Saved entries:

☆ ☆ ☆ ☆ ☆ ☆ ☆

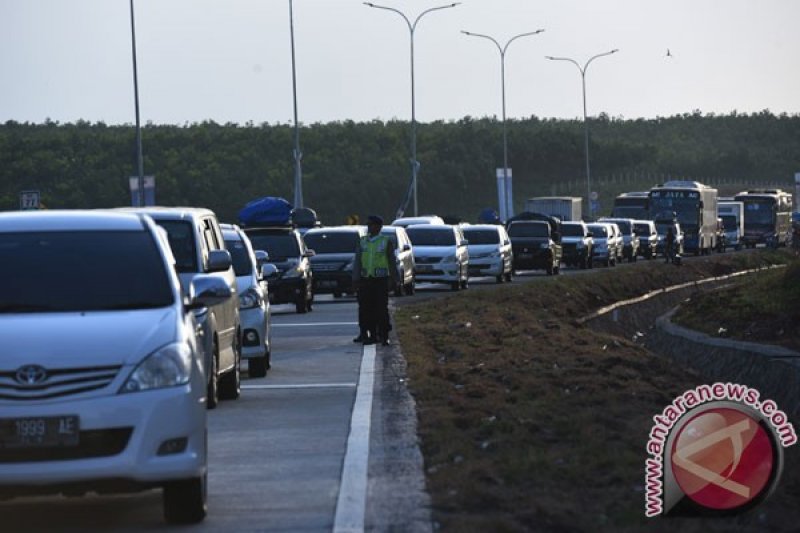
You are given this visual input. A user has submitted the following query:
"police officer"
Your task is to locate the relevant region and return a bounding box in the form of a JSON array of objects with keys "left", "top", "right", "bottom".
[{"left": 353, "top": 215, "right": 397, "bottom": 345}]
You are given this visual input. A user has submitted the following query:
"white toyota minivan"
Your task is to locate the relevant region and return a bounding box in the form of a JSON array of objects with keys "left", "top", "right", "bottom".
[{"left": 0, "top": 211, "right": 231, "bottom": 523}]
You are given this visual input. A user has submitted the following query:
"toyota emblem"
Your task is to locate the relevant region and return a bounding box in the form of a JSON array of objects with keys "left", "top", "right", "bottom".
[{"left": 15, "top": 365, "right": 47, "bottom": 385}]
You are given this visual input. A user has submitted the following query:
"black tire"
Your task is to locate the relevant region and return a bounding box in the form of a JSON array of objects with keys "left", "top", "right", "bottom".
[
  {"left": 247, "top": 355, "right": 269, "bottom": 378},
  {"left": 162, "top": 475, "right": 208, "bottom": 524},
  {"left": 206, "top": 348, "right": 219, "bottom": 409},
  {"left": 219, "top": 341, "right": 242, "bottom": 400}
]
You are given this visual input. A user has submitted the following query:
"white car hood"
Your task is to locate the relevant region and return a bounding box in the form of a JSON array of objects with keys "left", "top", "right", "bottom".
[{"left": 0, "top": 307, "right": 177, "bottom": 370}]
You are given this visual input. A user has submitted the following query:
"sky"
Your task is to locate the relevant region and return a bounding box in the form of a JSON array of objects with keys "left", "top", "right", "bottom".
[{"left": 0, "top": 0, "right": 800, "bottom": 125}]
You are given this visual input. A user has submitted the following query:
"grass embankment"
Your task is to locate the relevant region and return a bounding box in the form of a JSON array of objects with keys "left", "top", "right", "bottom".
[
  {"left": 396, "top": 251, "right": 800, "bottom": 531},
  {"left": 673, "top": 260, "right": 800, "bottom": 352}
]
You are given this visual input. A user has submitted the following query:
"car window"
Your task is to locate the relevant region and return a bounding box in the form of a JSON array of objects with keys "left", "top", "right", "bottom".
[
  {"left": 406, "top": 227, "right": 456, "bottom": 246},
  {"left": 508, "top": 222, "right": 550, "bottom": 237},
  {"left": 303, "top": 231, "right": 360, "bottom": 254},
  {"left": 589, "top": 225, "right": 608, "bottom": 237},
  {"left": 156, "top": 220, "right": 198, "bottom": 272},
  {"left": 225, "top": 240, "right": 255, "bottom": 276},
  {"left": 0, "top": 231, "right": 174, "bottom": 313},
  {"left": 561, "top": 224, "right": 584, "bottom": 237},
  {"left": 464, "top": 229, "right": 500, "bottom": 244},
  {"left": 247, "top": 233, "right": 300, "bottom": 261}
]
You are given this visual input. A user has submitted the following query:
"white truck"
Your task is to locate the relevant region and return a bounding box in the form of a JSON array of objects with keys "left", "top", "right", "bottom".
[
  {"left": 717, "top": 201, "right": 744, "bottom": 250},
  {"left": 524, "top": 196, "right": 582, "bottom": 222}
]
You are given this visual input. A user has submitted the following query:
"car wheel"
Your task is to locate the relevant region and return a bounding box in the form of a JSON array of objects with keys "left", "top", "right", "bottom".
[
  {"left": 219, "top": 341, "right": 242, "bottom": 400},
  {"left": 206, "top": 340, "right": 219, "bottom": 409},
  {"left": 163, "top": 474, "right": 208, "bottom": 524},
  {"left": 247, "top": 355, "right": 269, "bottom": 378}
]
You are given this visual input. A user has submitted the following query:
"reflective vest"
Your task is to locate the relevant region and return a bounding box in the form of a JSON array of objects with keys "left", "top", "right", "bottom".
[{"left": 361, "top": 235, "right": 389, "bottom": 278}]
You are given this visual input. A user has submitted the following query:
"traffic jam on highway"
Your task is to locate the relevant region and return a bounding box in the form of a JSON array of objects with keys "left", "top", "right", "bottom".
[{"left": 0, "top": 181, "right": 800, "bottom": 524}]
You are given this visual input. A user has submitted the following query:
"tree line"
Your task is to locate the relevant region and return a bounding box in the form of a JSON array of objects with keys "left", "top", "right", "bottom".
[{"left": 0, "top": 111, "right": 800, "bottom": 224}]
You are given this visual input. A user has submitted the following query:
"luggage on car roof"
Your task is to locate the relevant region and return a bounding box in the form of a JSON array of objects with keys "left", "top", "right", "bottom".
[{"left": 239, "top": 196, "right": 292, "bottom": 226}]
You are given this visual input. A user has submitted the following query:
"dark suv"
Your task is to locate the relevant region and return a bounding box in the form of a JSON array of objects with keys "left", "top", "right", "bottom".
[
  {"left": 508, "top": 220, "right": 561, "bottom": 275},
  {"left": 243, "top": 226, "right": 314, "bottom": 313}
]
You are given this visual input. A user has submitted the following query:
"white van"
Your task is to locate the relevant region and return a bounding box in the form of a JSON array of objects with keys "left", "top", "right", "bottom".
[{"left": 406, "top": 224, "right": 469, "bottom": 291}]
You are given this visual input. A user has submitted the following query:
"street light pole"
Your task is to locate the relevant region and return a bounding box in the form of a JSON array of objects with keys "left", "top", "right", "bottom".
[
  {"left": 461, "top": 29, "right": 544, "bottom": 218},
  {"left": 545, "top": 48, "right": 619, "bottom": 218},
  {"left": 289, "top": 0, "right": 303, "bottom": 207},
  {"left": 364, "top": 2, "right": 461, "bottom": 216},
  {"left": 130, "top": 0, "right": 144, "bottom": 207}
]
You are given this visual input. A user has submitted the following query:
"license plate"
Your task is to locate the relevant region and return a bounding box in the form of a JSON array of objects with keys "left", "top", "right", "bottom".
[{"left": 0, "top": 415, "right": 80, "bottom": 448}]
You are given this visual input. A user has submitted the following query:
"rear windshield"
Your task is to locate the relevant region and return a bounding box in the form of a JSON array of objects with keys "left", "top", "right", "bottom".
[
  {"left": 303, "top": 232, "right": 359, "bottom": 254},
  {"left": 247, "top": 233, "right": 300, "bottom": 261},
  {"left": 225, "top": 240, "right": 255, "bottom": 276},
  {"left": 464, "top": 229, "right": 500, "bottom": 244},
  {"left": 508, "top": 222, "right": 550, "bottom": 237},
  {"left": 155, "top": 220, "right": 199, "bottom": 272},
  {"left": 589, "top": 225, "right": 608, "bottom": 237},
  {"left": 406, "top": 226, "right": 456, "bottom": 246},
  {"left": 0, "top": 231, "right": 174, "bottom": 313},
  {"left": 561, "top": 224, "right": 584, "bottom": 237}
]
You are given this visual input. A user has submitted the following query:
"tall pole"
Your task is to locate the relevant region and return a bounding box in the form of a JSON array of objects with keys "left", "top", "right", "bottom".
[
  {"left": 130, "top": 0, "right": 144, "bottom": 207},
  {"left": 289, "top": 0, "right": 303, "bottom": 207},
  {"left": 364, "top": 2, "right": 461, "bottom": 216},
  {"left": 545, "top": 48, "right": 619, "bottom": 220},
  {"left": 461, "top": 29, "right": 544, "bottom": 218}
]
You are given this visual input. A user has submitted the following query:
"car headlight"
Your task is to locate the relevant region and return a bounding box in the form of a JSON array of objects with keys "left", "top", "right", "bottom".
[
  {"left": 239, "top": 287, "right": 263, "bottom": 309},
  {"left": 119, "top": 342, "right": 192, "bottom": 393}
]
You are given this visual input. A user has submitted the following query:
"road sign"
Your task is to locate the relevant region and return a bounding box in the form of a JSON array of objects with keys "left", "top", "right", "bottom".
[{"left": 19, "top": 191, "right": 41, "bottom": 209}]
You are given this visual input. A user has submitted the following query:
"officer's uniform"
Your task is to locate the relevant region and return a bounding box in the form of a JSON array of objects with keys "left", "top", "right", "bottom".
[{"left": 353, "top": 216, "right": 397, "bottom": 344}]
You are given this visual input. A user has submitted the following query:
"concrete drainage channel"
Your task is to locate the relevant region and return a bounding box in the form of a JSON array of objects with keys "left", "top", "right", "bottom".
[{"left": 578, "top": 265, "right": 800, "bottom": 418}]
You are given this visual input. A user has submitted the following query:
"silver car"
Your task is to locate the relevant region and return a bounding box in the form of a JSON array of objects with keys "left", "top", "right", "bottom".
[
  {"left": 0, "top": 211, "right": 231, "bottom": 523},
  {"left": 220, "top": 224, "right": 277, "bottom": 378}
]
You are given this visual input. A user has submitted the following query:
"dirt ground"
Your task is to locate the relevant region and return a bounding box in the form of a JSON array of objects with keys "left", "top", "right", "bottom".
[{"left": 396, "top": 250, "right": 800, "bottom": 532}]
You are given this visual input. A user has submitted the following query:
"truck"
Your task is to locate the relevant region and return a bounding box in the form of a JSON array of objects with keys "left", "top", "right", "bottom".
[
  {"left": 649, "top": 180, "right": 718, "bottom": 255},
  {"left": 524, "top": 196, "right": 583, "bottom": 222},
  {"left": 717, "top": 200, "right": 744, "bottom": 250},
  {"left": 734, "top": 189, "right": 792, "bottom": 248}
]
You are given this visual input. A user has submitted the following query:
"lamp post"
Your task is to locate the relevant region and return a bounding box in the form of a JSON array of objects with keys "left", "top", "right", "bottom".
[
  {"left": 545, "top": 48, "right": 619, "bottom": 218},
  {"left": 364, "top": 2, "right": 461, "bottom": 216},
  {"left": 130, "top": 0, "right": 144, "bottom": 207},
  {"left": 289, "top": 0, "right": 303, "bottom": 207},
  {"left": 461, "top": 29, "right": 544, "bottom": 217}
]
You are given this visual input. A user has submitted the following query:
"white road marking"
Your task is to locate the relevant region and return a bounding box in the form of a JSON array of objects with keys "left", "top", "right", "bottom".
[
  {"left": 242, "top": 383, "right": 356, "bottom": 389},
  {"left": 272, "top": 322, "right": 358, "bottom": 328},
  {"left": 333, "top": 345, "right": 375, "bottom": 533}
]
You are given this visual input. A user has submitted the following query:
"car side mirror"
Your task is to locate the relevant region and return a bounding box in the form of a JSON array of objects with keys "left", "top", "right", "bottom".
[
  {"left": 255, "top": 250, "right": 269, "bottom": 268},
  {"left": 206, "top": 250, "right": 233, "bottom": 272}
]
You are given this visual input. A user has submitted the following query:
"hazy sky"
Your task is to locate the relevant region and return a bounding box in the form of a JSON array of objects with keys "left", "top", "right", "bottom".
[{"left": 0, "top": 0, "right": 800, "bottom": 124}]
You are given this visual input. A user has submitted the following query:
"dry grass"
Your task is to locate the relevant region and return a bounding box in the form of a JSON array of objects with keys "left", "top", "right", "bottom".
[{"left": 396, "top": 253, "right": 800, "bottom": 532}]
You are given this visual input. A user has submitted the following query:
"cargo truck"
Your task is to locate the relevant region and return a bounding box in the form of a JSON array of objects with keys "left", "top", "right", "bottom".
[{"left": 524, "top": 196, "right": 582, "bottom": 222}]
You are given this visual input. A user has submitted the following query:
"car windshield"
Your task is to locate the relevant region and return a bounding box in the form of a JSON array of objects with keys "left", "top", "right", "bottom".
[
  {"left": 508, "top": 222, "right": 550, "bottom": 237},
  {"left": 589, "top": 224, "right": 608, "bottom": 237},
  {"left": 406, "top": 227, "right": 456, "bottom": 246},
  {"left": 464, "top": 229, "right": 500, "bottom": 244},
  {"left": 0, "top": 231, "right": 174, "bottom": 313},
  {"left": 156, "top": 220, "right": 198, "bottom": 272},
  {"left": 247, "top": 232, "right": 300, "bottom": 261},
  {"left": 561, "top": 224, "right": 584, "bottom": 237},
  {"left": 225, "top": 240, "right": 254, "bottom": 276},
  {"left": 303, "top": 231, "right": 359, "bottom": 254}
]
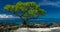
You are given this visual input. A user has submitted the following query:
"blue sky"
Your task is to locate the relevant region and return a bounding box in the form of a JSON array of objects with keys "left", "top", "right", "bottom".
[{"left": 0, "top": 0, "right": 60, "bottom": 18}]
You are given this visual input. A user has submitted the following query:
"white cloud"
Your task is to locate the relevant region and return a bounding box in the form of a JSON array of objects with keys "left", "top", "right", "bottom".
[
  {"left": 39, "top": 0, "right": 60, "bottom": 7},
  {"left": 0, "top": 14, "right": 18, "bottom": 18}
]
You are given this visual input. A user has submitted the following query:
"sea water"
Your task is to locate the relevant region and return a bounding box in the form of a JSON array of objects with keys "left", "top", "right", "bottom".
[{"left": 0, "top": 18, "right": 60, "bottom": 24}]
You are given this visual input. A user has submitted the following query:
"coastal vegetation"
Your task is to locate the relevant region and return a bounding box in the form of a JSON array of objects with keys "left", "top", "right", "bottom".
[{"left": 4, "top": 2, "right": 45, "bottom": 27}]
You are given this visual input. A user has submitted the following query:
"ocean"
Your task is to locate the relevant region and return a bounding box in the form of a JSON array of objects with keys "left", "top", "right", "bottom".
[{"left": 0, "top": 18, "right": 60, "bottom": 24}]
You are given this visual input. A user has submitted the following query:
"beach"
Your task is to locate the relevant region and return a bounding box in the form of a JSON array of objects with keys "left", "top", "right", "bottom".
[{"left": 13, "top": 27, "right": 60, "bottom": 32}]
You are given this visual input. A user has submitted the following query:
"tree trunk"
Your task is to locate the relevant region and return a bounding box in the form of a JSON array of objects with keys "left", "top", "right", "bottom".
[
  {"left": 22, "top": 20, "right": 27, "bottom": 27},
  {"left": 20, "top": 16, "right": 27, "bottom": 27}
]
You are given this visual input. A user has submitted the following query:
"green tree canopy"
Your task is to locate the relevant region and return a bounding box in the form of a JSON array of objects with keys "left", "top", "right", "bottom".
[{"left": 4, "top": 2, "right": 45, "bottom": 25}]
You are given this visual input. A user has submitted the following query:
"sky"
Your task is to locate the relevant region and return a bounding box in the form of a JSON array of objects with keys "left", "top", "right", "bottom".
[{"left": 0, "top": 0, "right": 60, "bottom": 18}]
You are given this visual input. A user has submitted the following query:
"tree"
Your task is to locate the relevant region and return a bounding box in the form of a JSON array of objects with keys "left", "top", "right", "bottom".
[{"left": 4, "top": 2, "right": 45, "bottom": 25}]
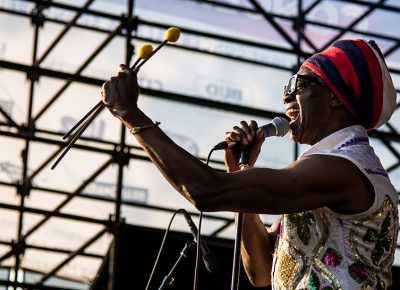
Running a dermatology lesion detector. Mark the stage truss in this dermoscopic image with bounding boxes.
[0,0,400,289]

☆ ☆ ☆ ☆ ☆ ☆ ☆

JOB :: Copy exactly the lines from the one containing "Running a dermatology" through the last line of the records, both included, and nothing else.

RESULT FOR THIS EXERCISE ::
Running a dermatology lesion detector. Mark the stage truss in this dermoscopic image with bounding boxes.
[0,0,400,289]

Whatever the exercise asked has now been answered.